--- Material for this exercise Enclosed Below ---

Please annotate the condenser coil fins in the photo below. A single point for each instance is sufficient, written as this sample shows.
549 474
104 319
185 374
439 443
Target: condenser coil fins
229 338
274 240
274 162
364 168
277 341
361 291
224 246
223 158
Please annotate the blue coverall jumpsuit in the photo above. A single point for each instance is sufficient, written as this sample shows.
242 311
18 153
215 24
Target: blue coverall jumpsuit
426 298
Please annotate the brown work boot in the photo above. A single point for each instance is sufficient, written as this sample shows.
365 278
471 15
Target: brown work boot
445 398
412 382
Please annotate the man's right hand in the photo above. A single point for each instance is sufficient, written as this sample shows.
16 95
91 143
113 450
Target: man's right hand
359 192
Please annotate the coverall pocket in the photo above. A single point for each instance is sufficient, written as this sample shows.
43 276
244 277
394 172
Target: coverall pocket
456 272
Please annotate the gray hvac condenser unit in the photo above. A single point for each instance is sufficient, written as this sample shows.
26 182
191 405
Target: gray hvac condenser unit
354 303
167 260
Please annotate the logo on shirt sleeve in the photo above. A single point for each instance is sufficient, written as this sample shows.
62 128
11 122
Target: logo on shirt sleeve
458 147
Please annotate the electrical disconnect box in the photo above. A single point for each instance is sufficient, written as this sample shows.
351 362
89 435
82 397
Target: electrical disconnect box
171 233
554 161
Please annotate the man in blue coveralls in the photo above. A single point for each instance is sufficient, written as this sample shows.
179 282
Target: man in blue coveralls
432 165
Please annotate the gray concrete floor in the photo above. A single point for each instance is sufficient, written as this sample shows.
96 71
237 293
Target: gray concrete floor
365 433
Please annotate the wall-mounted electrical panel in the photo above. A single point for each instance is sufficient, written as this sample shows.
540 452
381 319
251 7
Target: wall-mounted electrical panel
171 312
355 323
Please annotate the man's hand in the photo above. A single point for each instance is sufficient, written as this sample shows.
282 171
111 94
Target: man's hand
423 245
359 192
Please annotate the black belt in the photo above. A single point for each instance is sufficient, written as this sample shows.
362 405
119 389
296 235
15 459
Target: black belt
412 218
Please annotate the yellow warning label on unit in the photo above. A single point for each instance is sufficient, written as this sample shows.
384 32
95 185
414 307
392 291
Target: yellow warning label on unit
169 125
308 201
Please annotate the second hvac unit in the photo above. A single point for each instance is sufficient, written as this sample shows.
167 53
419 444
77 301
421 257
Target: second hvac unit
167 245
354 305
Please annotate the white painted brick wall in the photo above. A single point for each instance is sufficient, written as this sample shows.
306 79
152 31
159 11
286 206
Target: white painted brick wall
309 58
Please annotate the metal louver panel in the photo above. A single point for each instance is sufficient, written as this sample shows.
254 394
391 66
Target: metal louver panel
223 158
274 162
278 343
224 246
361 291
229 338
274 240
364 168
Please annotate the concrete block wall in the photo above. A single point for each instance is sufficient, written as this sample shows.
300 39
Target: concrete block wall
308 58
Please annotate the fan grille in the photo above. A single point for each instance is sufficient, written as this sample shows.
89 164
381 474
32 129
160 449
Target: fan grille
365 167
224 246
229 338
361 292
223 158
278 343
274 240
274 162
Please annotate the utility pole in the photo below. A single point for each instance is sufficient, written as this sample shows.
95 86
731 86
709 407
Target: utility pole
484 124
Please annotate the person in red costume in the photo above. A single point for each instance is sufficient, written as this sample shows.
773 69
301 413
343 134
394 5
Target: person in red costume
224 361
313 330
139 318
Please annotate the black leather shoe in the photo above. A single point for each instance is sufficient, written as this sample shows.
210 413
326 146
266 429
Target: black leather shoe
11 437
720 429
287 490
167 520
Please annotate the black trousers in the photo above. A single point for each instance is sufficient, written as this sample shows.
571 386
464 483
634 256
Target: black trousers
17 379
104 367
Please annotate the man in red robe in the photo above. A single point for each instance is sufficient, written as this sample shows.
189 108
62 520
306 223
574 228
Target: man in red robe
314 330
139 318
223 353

--- End of Enclosed Material for this exercise ---

**Exercise requirements**
Return each entry from the material above exactly as it appears.

**Answer for the task**
Please annotate the condenser coil fins in the photo below. A single point for each instance is sufficient, written as this sample shows.
549 474
104 319
185 374
439 443
Target: condenser coil fins
229 338
274 240
274 162
364 168
277 341
361 291
224 246
223 158
Please annotate the blue coverall jumpsuit in the photo above. A single point for each instance is sufficient, written as this sample shows.
242 311
18 153
215 24
Target: blue coverall jumpsuit
426 298
Please annotate the brown work boot in the photo above. A single point for each instance is sufficient, written as this sample shows.
365 278
471 15
Target: brown work boot
445 398
412 382
Please annotate the man's right hand in the photo above. A single point for each instance is sufficient, written as this sample shows.
16 95
91 143
113 450
Target: man's right hand
359 192
Please annotate the coverall pocket in the photo above. A single point for each instance is sufficient, written as this sample shows.
43 276
244 277
394 172
Target: coverall pocket
456 272
Please annotate the gray hvac condenser unit in the photo above. A single point for each instance is sufficient, written as this sample shows.
26 182
191 405
Target: gray hvac condenser unit
354 303
167 260
Please annotate the logo on shirt sleeve in the photo above. A single point for each instance is sufficient, written as this sample shows.
62 128
11 122
Target: logo on shirt sleeve
458 147
Please annotate the electrical disconnect box in the photo above. A single point for each instance is sufficient, written as this sample shows.
351 362
89 435
82 397
Target: electrical disconnect box
171 233
554 161
Please annotate the man in blue coveralls in the photo above. A single point for each instance is sufficient, written as this sample shows.
179 282
Target: man in blue coveralls
432 165
Please annotate the gray concrete floor in the photo above. A single point for each instance is sufficient, written as this sample shows.
96 71
237 293
Target: gray concrete floor
365 433
Please annotate the wall-mounted electrical panel in the photo above. A single point for each instance is sufficient, written as this sample shows.
540 452
381 319
251 7
Target: wall-mounted electrical panel
171 312
355 323
Please annotate the man's hand in the photo above. A single point for each instance is sufficient, written as this sample shows.
282 171
111 94
Target: man's hand
423 245
359 192
Please annotate the black belt in the photo above. A single point for each instance is sufficient, written as this sample shows.
362 405
119 389
296 235
15 459
Target: black belt
412 218
Please annotate the yellow warning label on unit in the photo above. A single point for each instance is sufficient, written as this sample shows.
384 32
95 185
414 307
392 291
Target: yellow warning label on unit
169 125
308 201
Please annotate the second hvac unit in the photo above. A single point for each instance is sufficient, written as this sample shows.
167 53
419 444
77 301
421 257
Target: second hvac unit
167 245
354 305
Please annotate the white painted brick wall in the photo above. A single point for each instance is sufficient, written as this sample shows.
306 79
152 31
159 11
286 206
Target: white painted brick wall
309 58
Please annotate the metal louver panel in the photo above. A single point for each instance is sufficient, written as this sample shows.
254 394
391 66
Target: metal louver panel
223 158
274 162
278 343
224 246
361 291
229 338
274 240
364 168
Please annotate the concrete block wall in the photo above. A single point for each instance is sufficient, written as this sample shows.
300 39
Target: concrete block wall
308 58
Please annotate the fan grille in the photo above. A single point for each instance is sufficient, written as this sample shows.
89 164
381 474
32 129
160 449
Target: fan grille
365 167
224 246
229 338
361 292
223 158
278 343
274 240
274 162
Please annotate the utility pole in the photo below. A single point for each instance is sufficient, written as this sample shows.
95 86
731 86
709 407
Target: utility pole
484 124
Please annotate the person in red costume in the photo above. A single point for each instance is sufficient, written as this sample shows.
773 69
301 413
343 134
394 5
Target: person in red costume
224 361
313 330
139 318
Please annotate the black leather shoe in the photo above. A single point for each instance is sufficient, written as this sample shows.
210 413
326 146
266 429
Target: black leather shoe
11 437
720 429
287 490
167 520
Please annotate the black trousers in the photo above. A single point for each instance is sufficient, written as this sample shows.
571 386
464 483
634 256
Target: black trousers
17 379
104 367
Please annotate the man in red robe in the photo above. A single point for each instance is sufficient, written as this sample shows.
189 108
62 520
306 223
574 228
Target: man in red robe
314 330
139 318
223 353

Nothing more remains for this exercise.